-- begin Dataset content --
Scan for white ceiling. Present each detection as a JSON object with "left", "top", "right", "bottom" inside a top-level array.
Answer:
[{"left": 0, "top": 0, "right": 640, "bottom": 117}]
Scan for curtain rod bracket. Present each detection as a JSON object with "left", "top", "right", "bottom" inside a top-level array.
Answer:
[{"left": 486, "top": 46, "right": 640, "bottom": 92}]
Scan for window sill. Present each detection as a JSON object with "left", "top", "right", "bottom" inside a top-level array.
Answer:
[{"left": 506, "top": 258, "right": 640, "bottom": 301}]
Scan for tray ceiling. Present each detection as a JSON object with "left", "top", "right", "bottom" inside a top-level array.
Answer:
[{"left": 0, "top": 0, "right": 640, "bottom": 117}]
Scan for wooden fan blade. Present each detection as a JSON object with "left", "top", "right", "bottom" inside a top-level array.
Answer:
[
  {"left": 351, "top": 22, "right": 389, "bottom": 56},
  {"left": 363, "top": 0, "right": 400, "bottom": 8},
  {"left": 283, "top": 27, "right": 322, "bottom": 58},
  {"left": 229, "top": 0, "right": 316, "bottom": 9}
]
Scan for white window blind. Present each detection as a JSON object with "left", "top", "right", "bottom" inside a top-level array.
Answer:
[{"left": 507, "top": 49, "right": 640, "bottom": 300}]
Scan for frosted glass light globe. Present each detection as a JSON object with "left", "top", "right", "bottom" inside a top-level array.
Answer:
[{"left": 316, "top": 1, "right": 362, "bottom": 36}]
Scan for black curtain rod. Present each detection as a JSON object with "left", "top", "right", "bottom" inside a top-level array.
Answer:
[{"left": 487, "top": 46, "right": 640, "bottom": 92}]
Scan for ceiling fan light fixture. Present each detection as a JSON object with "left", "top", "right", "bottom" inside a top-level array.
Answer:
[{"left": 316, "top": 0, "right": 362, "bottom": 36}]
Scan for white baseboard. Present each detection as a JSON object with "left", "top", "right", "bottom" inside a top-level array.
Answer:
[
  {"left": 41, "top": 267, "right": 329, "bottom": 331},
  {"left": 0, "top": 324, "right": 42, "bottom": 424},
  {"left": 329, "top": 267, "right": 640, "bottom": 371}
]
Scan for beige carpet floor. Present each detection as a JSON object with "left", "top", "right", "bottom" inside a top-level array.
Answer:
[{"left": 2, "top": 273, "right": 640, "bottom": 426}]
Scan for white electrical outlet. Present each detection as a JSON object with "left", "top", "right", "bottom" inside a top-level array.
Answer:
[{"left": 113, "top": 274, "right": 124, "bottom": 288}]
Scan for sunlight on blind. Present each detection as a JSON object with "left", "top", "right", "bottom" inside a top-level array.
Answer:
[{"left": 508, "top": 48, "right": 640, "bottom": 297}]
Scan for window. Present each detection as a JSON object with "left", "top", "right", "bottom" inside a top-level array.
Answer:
-- end Dataset content --
### Goal
Starting at the line that contains "Scan for ceiling" and continuing through the end of the data, output those lines as a numbered list, omitting any blank lines.

### Finished answer
1. Scan for ceiling fan light fixture. Present each detection as a JSON object with "left", "top", "right", "bottom" inside a top-level array.
2. Answer:
3. [{"left": 316, "top": 0, "right": 362, "bottom": 36}]
4. Scan for white baseboard. Present each detection as a JSON object with "left", "top", "right", "bottom" inside a top-level array.
5. Answer:
6. [
7.   {"left": 41, "top": 267, "right": 329, "bottom": 331},
8.   {"left": 0, "top": 324, "right": 42, "bottom": 424},
9.   {"left": 329, "top": 267, "right": 640, "bottom": 371}
10. ]
11. Scan for beige carpet floor. Present each detection as a JSON object with "left", "top", "right", "bottom" inside a top-level array.
12. Answer:
13. [{"left": 2, "top": 273, "right": 640, "bottom": 426}]
14. Scan for white electrical outlet. Present each detection as a JSON object with "left", "top", "right", "bottom" inside a top-level array.
15. Answer:
16. [{"left": 113, "top": 274, "right": 124, "bottom": 288}]
17. Scan for sunlight on blind. Present each detection as a JSON object with "left", "top", "right", "bottom" inside a top-level array.
18. Answer:
19. [{"left": 508, "top": 48, "right": 640, "bottom": 297}]
20. Scan for window. Present each detection as a JSON object with "left", "top", "right", "bottom" inside a top-level array.
21. Answer:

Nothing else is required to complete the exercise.